## Work instruction A
In the news report on the Yemen truce talks, why did Griffiths say the humanitarian and economic measures were needed? Answer in one to three sentences.
## Work instruction B
From the news report on the Yemen truce talks, reproduce the stretch from "UNITED NATIONS (Reuters)" through "15-member Security Council.".

(Excerpt provided begins)

Yemen warring parties make ‘significant progress’ on truce: U.N

UNITED NATIONS (Reuters) – The warring parties in Yemen have made “significant progress” toward agreeing a ceasefire, U.N. Yemen envoy Martin Griffiths told the Security Council on Thursday.

Griffiths made a renewed push for a truce in Yemen after a call by U.N. Secretary-General Antonio Guterres’ on March 23 for a ceasefire in global conflicts so the world can focus on fighting the coronavirus pandemic.

He gave the government of Yemen and the Houthi group – who have been fighting for more than five years – draft proposals on a nationwide ceasefire, humanitarian and economic measures, and the urgent resumption of the political process.

“We have seen significant progress on these negotiations, in particular with respect to the national, nationwide ceasefire,” Griffiths told the 15-member Security Council.

“However, the ceasefire is part of the broader package that needs to be agreed in full. And differences remain on some of the humanitarian and economic measures in that package,” he said.

Griffiths said those humanitarian and economic measures were also needed to combat the coronavirus “which is spreading at an unknown rate, given very low levels of testing.”

(Excerpt provided ends)
(Record excerpts begins)

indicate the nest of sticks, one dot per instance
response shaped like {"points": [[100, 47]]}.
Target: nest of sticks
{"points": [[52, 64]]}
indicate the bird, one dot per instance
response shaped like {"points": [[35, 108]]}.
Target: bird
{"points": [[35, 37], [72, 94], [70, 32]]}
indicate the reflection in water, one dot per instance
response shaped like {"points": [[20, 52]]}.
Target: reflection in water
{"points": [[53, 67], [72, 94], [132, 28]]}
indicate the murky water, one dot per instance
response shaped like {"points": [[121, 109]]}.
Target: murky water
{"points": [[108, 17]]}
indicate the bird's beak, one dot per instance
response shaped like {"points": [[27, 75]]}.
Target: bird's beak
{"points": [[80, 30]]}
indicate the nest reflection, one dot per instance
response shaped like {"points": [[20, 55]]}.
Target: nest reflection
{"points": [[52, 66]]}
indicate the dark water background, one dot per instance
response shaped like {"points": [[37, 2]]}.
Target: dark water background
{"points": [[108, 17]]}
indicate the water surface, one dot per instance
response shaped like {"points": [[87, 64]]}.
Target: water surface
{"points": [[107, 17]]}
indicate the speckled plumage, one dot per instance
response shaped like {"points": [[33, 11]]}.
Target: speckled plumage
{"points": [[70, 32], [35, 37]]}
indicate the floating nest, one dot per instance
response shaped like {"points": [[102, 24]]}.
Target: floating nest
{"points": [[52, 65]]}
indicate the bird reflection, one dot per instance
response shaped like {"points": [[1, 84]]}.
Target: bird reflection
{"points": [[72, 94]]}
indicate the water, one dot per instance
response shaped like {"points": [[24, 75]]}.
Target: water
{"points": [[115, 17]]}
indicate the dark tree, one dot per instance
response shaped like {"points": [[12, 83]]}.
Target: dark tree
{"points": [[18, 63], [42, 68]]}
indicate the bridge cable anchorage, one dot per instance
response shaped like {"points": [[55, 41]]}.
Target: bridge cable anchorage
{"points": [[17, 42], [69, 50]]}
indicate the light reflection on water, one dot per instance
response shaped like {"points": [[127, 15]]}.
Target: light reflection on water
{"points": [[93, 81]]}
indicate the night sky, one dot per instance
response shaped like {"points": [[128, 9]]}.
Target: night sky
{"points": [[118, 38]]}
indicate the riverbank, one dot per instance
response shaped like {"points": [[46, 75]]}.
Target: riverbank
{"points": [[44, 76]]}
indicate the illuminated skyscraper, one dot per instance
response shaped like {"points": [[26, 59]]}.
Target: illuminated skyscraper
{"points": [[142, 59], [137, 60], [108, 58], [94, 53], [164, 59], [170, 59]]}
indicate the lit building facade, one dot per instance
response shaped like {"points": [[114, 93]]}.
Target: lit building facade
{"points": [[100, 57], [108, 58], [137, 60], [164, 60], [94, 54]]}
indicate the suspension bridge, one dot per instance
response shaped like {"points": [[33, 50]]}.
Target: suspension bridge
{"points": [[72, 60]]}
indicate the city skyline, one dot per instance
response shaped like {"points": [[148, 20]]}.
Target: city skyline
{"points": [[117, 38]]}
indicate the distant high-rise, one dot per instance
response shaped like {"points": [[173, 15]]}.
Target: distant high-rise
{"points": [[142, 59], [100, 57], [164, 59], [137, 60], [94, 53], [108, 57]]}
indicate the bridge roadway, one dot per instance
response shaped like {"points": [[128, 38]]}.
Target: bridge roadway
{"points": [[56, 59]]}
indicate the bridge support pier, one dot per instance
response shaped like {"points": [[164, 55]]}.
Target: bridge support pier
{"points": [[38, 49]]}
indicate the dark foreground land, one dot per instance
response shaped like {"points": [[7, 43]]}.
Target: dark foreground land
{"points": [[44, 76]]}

(Record excerpts ends)

## Exercise output A
Griffiths said the humanitarian and economic measures were also needed to fight the coronavirus. It was spreading at an unknown rate because testing levels were very low.

## Exercise output B
UNITED NATIONS (Reuters) – The warring parties in Yemen have made “significant progress” toward agreeing a ceasefire, U.N. Yemen envoy Martin Griffiths told the Security Council on Thursday.

Griffiths made a renewed push for a truce in Yemen after a call by U.N. Secretary-General Antonio Guterres’ on March 23 for a ceasefire in global conflicts so the world can focus on fighting the coronavirus pandemic.

He gave the government of Yemen and the Houthi group – who have been fighting for more than five years – draft proposals on a nationwide ceasefire, humanitarian and economic measures, and the urgent resumption of the political process.

“We have seen significant progress on these negotiations, in particular with respect to the national, nationwide ceasefire,” Griffiths told the 15-member Security Council.